### Dataset content ###
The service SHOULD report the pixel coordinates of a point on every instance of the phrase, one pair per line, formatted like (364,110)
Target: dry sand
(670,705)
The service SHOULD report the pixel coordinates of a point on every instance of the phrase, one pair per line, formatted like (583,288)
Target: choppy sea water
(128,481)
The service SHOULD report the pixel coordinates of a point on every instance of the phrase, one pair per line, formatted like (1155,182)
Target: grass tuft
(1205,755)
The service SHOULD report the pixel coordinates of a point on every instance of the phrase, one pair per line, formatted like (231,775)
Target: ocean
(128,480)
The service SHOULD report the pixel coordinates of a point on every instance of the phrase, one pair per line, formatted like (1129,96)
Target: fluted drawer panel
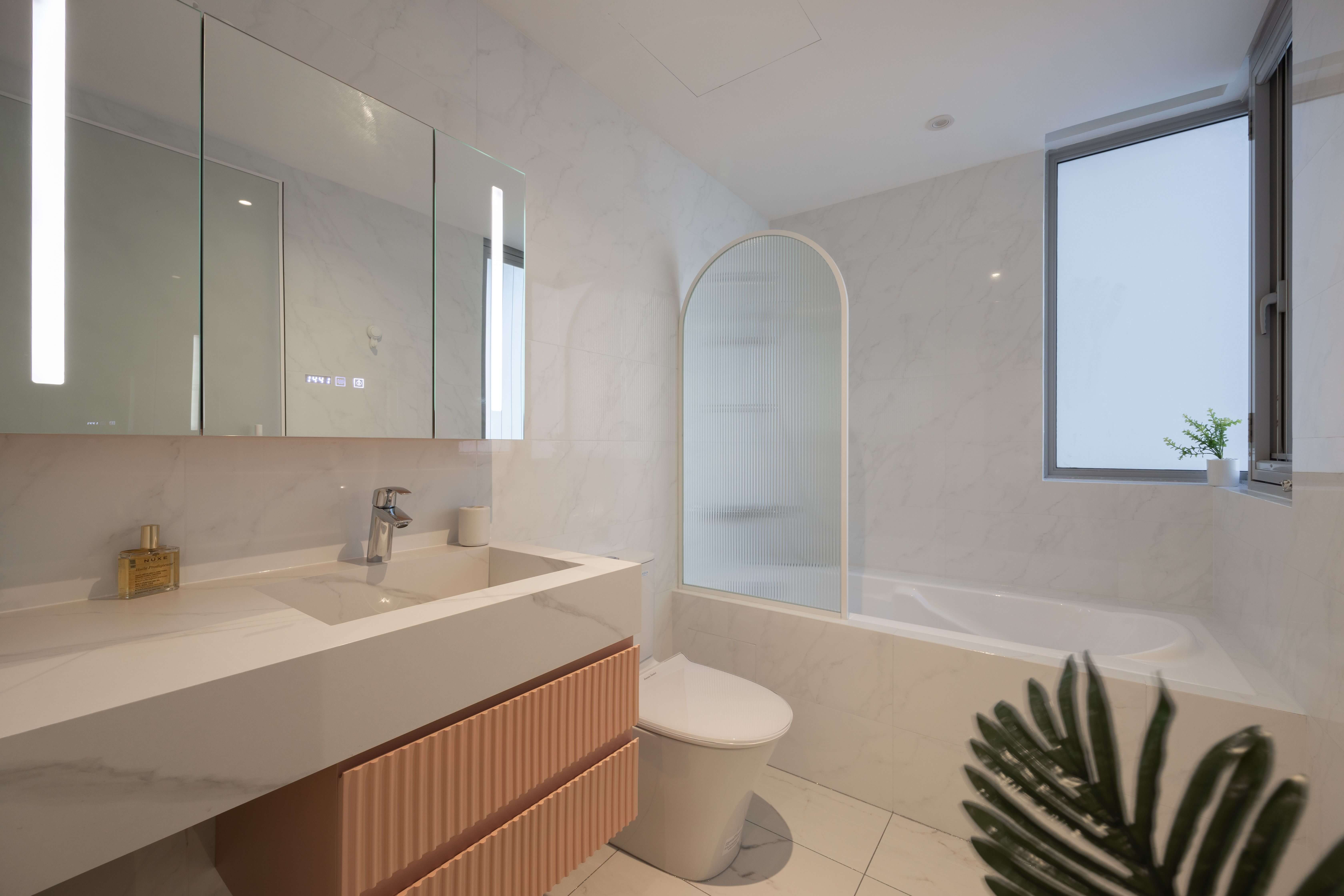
###
**Aim of the exercise**.
Format all of the lines above as a numbered list, skipping any blank lines. Leave the picture out.

**Worked answer**.
1. The service SHOULD report the pixel coordinates of a point on every instance of the phrase, one pair per line, formatted like (364,110)
2. Target: dry sand
3. (670,705)
4. The service SHOULD report the pixel coordinates of a point on every instance of the phrase, one pair per line, formatted like (583,288)
5. Target: choppy sea water
6. (128,481)
7. The service SHOULD report the pixel coordinates of a point on every instance of the phrase, one pair per line, formatted like (1155,182)
8. Target: grass tuft
9. (1205,755)
10. The service SHOULD report the pixel coordinates of a point on every instance of the phrase, one pair per line, formatted like (231,775)
11. Target: ocean
12. (128,480)
13. The service SHOULD report the pixel coordinates of a point on every instance of the phrase, one pair per line, formatted like (1129,96)
14. Target: fluted drawer panel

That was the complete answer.